[The exercise]: Update the lines beginning with the line that contains "Could you point to the hillside in" and continuing through the line that contains "point(65, 37)" by replacing "Report" with "Output" and leaving all else unchanged. Reproduce only those lines.

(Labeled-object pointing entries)
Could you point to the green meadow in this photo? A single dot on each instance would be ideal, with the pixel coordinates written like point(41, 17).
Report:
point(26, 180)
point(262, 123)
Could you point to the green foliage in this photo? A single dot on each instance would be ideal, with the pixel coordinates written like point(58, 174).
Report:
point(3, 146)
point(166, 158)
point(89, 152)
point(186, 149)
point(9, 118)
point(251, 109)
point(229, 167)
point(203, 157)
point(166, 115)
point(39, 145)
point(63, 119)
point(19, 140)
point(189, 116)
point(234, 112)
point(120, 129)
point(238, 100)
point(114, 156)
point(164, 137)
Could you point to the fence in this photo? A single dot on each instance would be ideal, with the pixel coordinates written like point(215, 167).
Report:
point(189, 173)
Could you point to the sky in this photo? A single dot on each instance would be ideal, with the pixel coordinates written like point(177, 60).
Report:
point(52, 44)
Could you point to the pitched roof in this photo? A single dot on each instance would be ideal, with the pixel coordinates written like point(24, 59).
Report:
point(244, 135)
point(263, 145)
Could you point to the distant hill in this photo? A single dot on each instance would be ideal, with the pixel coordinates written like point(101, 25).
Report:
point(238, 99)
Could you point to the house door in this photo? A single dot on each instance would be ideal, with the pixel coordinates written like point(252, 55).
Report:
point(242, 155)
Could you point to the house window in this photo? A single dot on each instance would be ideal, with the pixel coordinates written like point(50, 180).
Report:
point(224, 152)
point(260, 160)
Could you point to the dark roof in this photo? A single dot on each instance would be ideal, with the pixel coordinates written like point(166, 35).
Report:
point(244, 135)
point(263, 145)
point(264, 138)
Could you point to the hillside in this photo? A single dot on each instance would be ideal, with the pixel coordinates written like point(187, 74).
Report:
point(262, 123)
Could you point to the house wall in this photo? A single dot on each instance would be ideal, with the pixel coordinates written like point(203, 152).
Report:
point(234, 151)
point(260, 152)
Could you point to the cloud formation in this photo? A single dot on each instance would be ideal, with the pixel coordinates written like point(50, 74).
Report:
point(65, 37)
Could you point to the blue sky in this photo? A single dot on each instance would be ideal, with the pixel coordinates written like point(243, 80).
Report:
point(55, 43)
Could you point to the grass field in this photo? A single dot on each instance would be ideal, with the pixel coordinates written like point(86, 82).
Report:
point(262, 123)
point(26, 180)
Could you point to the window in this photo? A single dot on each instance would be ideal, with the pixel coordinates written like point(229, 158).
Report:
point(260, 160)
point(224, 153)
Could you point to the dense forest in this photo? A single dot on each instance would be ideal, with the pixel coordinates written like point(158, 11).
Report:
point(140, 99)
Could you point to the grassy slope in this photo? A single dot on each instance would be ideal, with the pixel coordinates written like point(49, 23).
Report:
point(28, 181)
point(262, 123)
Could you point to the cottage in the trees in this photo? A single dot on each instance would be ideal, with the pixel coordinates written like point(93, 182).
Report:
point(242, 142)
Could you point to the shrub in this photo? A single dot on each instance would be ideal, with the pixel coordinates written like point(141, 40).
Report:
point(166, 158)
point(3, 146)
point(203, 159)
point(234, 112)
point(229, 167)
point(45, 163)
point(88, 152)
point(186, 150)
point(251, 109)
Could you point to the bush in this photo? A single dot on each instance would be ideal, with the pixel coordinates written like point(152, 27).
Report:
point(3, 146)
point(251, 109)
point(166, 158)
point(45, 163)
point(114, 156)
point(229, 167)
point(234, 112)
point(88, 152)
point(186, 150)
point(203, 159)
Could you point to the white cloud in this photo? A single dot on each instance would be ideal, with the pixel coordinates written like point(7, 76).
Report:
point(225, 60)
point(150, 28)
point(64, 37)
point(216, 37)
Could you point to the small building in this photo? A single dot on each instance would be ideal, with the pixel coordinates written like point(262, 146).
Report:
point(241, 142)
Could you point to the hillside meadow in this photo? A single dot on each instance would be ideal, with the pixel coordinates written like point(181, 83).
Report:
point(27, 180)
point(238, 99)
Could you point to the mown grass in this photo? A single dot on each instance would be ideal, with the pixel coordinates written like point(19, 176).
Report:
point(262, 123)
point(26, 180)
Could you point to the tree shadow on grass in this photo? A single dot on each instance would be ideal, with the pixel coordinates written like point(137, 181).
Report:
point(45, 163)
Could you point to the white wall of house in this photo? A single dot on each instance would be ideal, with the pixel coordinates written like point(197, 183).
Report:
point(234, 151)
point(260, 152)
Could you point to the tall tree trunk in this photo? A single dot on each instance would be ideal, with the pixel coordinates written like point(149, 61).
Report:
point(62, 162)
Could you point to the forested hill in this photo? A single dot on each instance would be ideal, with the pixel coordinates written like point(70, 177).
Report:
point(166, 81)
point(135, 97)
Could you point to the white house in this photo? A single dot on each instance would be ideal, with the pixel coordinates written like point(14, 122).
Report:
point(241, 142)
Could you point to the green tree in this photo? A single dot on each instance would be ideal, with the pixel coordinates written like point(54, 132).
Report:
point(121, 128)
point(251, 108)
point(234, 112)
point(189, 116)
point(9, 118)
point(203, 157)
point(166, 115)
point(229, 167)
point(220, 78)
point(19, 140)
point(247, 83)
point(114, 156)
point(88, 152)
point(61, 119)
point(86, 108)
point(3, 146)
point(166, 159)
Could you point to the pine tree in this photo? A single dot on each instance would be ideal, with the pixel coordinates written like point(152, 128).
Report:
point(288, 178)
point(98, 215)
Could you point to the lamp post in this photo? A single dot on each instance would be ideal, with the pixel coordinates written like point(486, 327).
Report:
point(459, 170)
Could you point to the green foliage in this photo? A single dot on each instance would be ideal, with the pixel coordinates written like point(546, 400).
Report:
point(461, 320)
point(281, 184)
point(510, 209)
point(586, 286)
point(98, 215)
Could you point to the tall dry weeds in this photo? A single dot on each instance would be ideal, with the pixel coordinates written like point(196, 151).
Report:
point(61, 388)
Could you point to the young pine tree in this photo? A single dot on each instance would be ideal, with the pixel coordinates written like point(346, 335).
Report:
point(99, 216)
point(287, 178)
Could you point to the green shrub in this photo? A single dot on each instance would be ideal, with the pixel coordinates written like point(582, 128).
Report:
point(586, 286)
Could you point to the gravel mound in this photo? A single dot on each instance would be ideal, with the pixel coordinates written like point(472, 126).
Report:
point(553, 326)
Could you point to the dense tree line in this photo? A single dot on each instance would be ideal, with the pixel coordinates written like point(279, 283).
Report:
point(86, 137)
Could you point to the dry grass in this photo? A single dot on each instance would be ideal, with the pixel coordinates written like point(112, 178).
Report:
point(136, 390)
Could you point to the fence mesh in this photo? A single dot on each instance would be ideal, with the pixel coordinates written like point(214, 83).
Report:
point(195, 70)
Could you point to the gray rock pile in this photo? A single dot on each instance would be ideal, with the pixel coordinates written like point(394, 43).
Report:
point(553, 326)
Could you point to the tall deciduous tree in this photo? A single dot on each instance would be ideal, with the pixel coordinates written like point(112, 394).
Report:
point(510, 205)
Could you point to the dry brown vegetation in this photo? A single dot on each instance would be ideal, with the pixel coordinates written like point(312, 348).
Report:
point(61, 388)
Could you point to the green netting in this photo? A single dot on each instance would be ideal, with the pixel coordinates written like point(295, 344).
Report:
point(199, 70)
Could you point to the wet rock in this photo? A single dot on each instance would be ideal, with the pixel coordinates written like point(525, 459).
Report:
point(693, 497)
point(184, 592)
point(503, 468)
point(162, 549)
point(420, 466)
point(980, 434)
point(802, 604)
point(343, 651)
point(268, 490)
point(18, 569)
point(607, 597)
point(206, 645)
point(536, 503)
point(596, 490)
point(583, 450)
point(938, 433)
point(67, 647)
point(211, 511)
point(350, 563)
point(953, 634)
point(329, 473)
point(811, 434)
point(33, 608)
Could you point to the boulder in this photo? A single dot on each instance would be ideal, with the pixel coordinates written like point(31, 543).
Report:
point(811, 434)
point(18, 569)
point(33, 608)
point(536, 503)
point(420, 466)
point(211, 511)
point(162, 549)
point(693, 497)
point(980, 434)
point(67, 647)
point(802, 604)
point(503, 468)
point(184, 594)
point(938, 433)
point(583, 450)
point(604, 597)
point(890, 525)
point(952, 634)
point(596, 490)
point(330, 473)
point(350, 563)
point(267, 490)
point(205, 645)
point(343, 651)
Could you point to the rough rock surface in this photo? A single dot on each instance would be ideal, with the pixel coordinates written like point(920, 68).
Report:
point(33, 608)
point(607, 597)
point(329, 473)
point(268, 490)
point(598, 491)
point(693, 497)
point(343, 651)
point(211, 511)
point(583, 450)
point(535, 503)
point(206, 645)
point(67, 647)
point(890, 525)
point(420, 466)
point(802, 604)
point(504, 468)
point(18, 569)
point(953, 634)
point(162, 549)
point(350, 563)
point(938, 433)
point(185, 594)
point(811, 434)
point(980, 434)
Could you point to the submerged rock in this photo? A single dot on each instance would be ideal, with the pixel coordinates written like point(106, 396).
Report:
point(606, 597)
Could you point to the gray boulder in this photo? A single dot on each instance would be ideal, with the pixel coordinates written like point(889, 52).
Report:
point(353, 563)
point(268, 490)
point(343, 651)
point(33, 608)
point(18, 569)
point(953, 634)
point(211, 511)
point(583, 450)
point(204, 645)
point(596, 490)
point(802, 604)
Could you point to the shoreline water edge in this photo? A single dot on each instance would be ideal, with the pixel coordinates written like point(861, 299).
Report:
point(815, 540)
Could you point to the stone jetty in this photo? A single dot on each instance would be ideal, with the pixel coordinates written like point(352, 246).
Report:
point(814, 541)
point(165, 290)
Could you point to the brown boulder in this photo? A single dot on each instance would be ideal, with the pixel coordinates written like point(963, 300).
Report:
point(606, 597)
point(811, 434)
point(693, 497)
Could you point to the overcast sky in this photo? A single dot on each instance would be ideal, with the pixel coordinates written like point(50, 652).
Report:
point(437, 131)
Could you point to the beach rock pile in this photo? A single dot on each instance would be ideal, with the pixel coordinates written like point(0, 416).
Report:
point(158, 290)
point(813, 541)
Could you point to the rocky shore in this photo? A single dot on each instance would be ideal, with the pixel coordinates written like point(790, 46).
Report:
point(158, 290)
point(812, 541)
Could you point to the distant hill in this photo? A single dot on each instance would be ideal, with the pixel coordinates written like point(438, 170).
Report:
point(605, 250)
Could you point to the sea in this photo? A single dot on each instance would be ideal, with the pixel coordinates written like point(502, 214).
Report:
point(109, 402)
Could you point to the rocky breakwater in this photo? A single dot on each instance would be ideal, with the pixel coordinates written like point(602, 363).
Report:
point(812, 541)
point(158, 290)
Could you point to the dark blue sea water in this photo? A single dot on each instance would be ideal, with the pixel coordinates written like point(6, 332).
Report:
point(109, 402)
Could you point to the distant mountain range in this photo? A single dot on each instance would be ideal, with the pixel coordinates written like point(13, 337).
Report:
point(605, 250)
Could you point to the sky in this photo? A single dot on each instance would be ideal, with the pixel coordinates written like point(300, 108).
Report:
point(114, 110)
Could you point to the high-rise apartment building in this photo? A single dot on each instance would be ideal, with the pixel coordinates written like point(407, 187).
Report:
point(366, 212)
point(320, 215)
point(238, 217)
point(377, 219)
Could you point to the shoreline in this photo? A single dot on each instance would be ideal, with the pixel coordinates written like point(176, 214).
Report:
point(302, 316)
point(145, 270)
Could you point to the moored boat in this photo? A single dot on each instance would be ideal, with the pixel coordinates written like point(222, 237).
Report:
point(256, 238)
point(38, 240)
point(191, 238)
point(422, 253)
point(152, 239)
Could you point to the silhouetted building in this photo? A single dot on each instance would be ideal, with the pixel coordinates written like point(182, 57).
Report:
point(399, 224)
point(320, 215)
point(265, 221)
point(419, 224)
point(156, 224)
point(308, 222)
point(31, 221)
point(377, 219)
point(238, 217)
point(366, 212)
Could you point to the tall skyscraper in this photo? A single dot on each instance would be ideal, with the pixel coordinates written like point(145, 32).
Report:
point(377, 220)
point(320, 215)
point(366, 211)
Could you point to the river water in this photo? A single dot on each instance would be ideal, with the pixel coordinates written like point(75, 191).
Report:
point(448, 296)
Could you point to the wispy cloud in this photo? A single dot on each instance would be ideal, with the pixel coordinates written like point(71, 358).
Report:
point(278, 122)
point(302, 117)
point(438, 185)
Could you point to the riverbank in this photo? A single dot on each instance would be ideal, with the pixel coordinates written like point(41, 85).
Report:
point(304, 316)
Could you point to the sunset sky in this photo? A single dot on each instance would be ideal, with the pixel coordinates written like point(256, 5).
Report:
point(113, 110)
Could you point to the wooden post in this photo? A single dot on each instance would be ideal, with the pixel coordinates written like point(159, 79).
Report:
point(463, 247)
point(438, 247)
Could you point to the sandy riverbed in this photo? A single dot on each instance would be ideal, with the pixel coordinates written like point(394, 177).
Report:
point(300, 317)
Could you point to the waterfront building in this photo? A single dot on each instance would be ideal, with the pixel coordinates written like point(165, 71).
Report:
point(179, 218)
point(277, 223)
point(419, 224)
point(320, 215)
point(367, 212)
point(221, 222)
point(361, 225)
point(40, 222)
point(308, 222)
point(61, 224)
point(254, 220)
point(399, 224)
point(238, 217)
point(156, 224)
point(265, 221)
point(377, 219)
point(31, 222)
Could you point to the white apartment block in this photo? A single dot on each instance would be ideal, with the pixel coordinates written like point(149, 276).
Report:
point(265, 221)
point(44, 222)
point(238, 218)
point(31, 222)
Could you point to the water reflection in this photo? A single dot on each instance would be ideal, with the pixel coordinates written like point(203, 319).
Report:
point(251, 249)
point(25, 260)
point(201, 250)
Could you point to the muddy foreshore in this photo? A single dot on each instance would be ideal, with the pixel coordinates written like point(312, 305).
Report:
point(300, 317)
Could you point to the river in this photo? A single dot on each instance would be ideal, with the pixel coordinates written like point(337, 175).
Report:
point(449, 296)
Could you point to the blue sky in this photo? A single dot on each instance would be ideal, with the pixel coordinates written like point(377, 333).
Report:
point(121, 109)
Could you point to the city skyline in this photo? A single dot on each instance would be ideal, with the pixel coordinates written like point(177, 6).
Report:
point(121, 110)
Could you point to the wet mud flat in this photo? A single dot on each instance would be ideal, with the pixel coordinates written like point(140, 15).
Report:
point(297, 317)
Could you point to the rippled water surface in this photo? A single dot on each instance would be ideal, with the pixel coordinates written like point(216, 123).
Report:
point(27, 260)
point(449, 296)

[Output]:
Could you point to the hillside in this photo? A single dot on each instance would be ideal, with the pixel coordinates written like point(187, 74).
Output:
point(262, 123)
Could you point to the house wall in this photo? A single dot on each instance would be ideal, with the pixel coordinates written like point(203, 152).
Output:
point(234, 151)
point(260, 152)
Could you point to the cloud formation in this photo? A single dot on each instance would be ideal, with the pixel coordinates written like point(50, 74).
Output:
point(65, 37)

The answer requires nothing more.